Australian Nurses Strike for Patient Safety

Striking nurses and midwives marching in Sydney. Image credit: Australian Nursing & Midwifery Journal

Last week, thousands of nurses across roughly 150 hospitals went on strike in New South Wales, Australia. Nurses are demanding a ratio of one nurse for every four patients and a pay increase of 2.5% above what the government offers in the public sector.

For nurses and healthcare workers, as for many other workers involved in care work, the choice to strike is not an easy one. It is never easy to leave the patients that they work so hard to care for. But the years of horrible working conditions have pushed people to take drastic measures.

One Labor-and-Delivery nurse explained that her hospital doesn’t count the babies that they care for into their ratio, so they might have up to 13 patients at a time, counting both moms and babies. A medical floor nurse talked about patients missing out on medication passes, washing, and medical assessments, and said that during night shift they can have up to 10 patients per nurse. Another nurse said that in 45 years of being in the field, she had never seen the staffing conditions so bad. And another nurse talked about how insistent the hospitals are to get people to work overtime instead of hiring new staff. Some people are called during sick leave and even maternity leave.

These stories will sound all too familiar to those working in healthcare in the U.S. We have also seen how the for-profit healthcare model exploits healthcare workers. It is no secret that the largest budget item for healthcare companies is wages, so here in the U.S. as elsewhere, hospital administrators strive to pay the least while making workers do the most. These nurses and midwives in New South Wales defied the ruling by the health department that argued that the strike would put public health and safety at risk. These nurses know it is the government who for years has been risking patient safety by ignoring healthcare workers’ demands for safe staffing and proper pay.

Healthcare workers across the world need to learn from these lessons. The bosses will not change the way they operate, because their priority is to protect the bottom line. It is up to us to create a safe healthcare system that protects workers and patients.

■ **Dataset entries**:

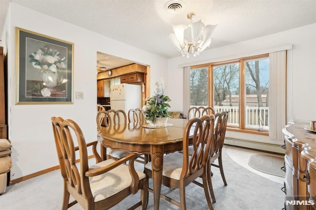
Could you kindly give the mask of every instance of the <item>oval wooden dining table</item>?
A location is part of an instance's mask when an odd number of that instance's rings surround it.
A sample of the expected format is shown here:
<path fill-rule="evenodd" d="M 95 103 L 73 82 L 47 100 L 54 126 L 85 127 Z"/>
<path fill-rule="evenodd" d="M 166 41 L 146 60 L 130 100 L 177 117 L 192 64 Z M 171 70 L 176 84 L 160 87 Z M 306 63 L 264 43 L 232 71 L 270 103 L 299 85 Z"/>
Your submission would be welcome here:
<path fill-rule="evenodd" d="M 103 127 L 100 134 L 103 146 L 138 154 L 150 154 L 153 169 L 155 209 L 159 209 L 162 178 L 163 154 L 182 150 L 186 119 L 169 119 L 167 127 L 149 128 L 144 122 Z"/>

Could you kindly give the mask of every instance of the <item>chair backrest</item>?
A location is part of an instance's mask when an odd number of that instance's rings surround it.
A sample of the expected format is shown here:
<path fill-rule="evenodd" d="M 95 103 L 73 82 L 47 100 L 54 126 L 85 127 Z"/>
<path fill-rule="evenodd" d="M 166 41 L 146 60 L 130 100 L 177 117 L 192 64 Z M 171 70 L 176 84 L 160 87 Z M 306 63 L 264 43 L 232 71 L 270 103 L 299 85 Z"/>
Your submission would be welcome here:
<path fill-rule="evenodd" d="M 127 122 L 127 117 L 125 111 L 122 109 L 115 110 L 109 109 L 108 112 L 111 117 L 112 125 L 117 125 L 126 124 Z"/>
<path fill-rule="evenodd" d="M 211 156 L 215 156 L 222 150 L 224 145 L 228 112 L 222 111 L 215 114 L 215 124 L 214 128 L 214 140 L 213 150 L 211 151 Z"/>
<path fill-rule="evenodd" d="M 183 166 L 181 177 L 190 176 L 194 180 L 201 175 L 206 167 L 214 139 L 215 116 L 203 115 L 195 117 L 188 122 L 183 135 Z M 189 155 L 189 145 L 192 140 L 193 152 Z M 190 157 L 191 155 L 191 158 Z"/>
<path fill-rule="evenodd" d="M 73 191 L 85 198 L 93 199 L 89 178 L 84 175 L 89 169 L 87 146 L 79 126 L 73 120 L 64 120 L 61 117 L 51 118 L 56 148 L 58 155 L 62 176 L 68 182 Z M 75 147 L 75 140 L 78 146 Z M 79 150 L 79 158 L 76 157 L 76 151 Z M 80 169 L 76 164 L 80 159 Z"/>
<path fill-rule="evenodd" d="M 112 119 L 110 113 L 105 110 L 102 110 L 97 114 L 97 126 L 98 132 L 100 132 L 102 128 L 102 125 L 105 127 L 112 125 Z"/>
<path fill-rule="evenodd" d="M 132 108 L 128 111 L 128 122 L 142 122 L 143 115 L 140 108 Z"/>
<path fill-rule="evenodd" d="M 211 107 L 193 106 L 188 111 L 188 119 L 201 117 L 203 115 L 209 115 L 215 113 L 215 110 Z"/>

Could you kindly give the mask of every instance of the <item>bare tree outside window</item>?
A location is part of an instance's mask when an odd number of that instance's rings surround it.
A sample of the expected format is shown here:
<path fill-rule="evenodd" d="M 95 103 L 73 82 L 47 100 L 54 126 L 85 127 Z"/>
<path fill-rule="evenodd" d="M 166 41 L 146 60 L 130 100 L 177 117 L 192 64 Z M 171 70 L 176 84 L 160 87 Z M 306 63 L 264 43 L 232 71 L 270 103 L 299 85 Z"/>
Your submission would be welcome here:
<path fill-rule="evenodd" d="M 268 58 L 246 61 L 246 128 L 269 129 L 269 70 Z M 254 125 L 259 125 L 254 127 Z"/>
<path fill-rule="evenodd" d="M 190 106 L 211 105 L 216 112 L 228 111 L 229 127 L 269 131 L 269 75 L 268 54 L 194 67 Z"/>
<path fill-rule="evenodd" d="M 208 68 L 190 71 L 191 106 L 208 105 Z"/>
<path fill-rule="evenodd" d="M 239 125 L 239 63 L 213 67 L 213 100 L 217 112 L 230 112 L 228 125 Z"/>

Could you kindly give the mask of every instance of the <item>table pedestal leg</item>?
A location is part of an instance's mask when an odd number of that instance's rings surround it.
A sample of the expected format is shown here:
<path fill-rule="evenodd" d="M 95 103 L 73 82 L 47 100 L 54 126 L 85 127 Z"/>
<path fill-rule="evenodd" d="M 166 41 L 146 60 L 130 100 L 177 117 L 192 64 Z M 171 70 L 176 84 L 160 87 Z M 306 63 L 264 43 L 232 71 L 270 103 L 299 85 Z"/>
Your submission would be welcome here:
<path fill-rule="evenodd" d="M 155 209 L 158 210 L 162 180 L 163 145 L 152 145 L 151 148 L 150 155 L 153 169 L 154 204 Z"/>

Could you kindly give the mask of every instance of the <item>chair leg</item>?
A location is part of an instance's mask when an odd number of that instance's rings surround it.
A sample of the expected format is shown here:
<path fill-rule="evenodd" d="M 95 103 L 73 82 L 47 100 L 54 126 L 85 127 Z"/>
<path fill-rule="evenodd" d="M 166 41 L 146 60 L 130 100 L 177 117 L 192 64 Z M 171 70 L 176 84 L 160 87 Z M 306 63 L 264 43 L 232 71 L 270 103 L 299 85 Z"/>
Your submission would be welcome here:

■ **Task description**:
Decide whether each statement agrees with the article about the nurses' strike in New South Wales. For each one, answer yes or no and quote the words from the article that settle it.
1. The nurses want one nurse for every four patients.
2. The health department ruled in favor of the strike.
3. A medical floor nurse said night shifts can have up to 13 patients per nurse.
The records have nothing to do with this.

■ **Task solution**:
1. Yes: "Nurses are demanding a ratio of one nurse for every four patients"
2. No: "defied the ruling by the health department that argued that the strike would put public health and safety at risk"
3. No: "during night shift they can have up to 10 patients per nurse"